[Information supplied Boundary: Start]

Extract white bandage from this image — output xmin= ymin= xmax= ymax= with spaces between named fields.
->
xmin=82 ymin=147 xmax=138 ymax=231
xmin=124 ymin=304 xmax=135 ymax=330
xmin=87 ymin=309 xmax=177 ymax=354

[Information supplied Boundary: End]
[Information supplied Boundary: Start]

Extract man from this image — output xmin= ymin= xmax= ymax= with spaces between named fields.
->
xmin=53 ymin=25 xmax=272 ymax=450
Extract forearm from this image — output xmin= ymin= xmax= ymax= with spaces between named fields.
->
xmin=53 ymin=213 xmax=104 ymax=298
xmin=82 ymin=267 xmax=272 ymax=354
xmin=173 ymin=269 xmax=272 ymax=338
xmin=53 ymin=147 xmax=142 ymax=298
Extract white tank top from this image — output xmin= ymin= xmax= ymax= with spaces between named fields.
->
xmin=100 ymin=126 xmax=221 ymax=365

[Information supplied Boundary: End]

◆ Exercise directions: Above are the records; report each line in them that includes the word "named".

◆ Task result:
Extract white bandage from this image — output xmin= ymin= xmax= ymax= with spaces between named fields.
Extract man from this image — output xmin= ymin= xmax= ymax= with spaces between named fields.
Extract forearm from this image — output xmin= ymin= xmax= ymax= with spaces between named fields.
Extract white tank top from this image — output xmin= ymin= xmax= ymax= with spaces between named fields.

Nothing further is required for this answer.